= What is expected =
Turn the records below into a numbered list, with blank lines left out.

= The input =
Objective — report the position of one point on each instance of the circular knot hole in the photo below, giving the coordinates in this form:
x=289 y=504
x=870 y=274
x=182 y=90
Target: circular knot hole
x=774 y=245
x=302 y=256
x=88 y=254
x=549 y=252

= Result for this task =
1. Objective — report the position of one point on each instance of the circular knot hole in the photo below, giving the coordinates in this form:
2. x=289 y=504
3. x=870 y=274
4. x=182 y=90
5. Target: circular knot hole
6. x=774 y=245
7. x=302 y=256
8. x=88 y=254
9. x=549 y=252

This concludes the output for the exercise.